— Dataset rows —
□ □ □ □ □ □ □

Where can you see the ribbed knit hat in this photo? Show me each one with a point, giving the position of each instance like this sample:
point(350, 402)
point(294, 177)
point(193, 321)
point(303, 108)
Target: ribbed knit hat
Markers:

□ □ □ □ □ □ □

— Written problem —
Please retype all of these lines exactly as they are.

— Worked solution —
Where can you see the ribbed knit hat in this photo? Show me each one with a point, giving the position of each instance like this sample:
point(350, 402)
point(294, 177)
point(193, 321)
point(303, 108)
Target: ribbed knit hat
Markers:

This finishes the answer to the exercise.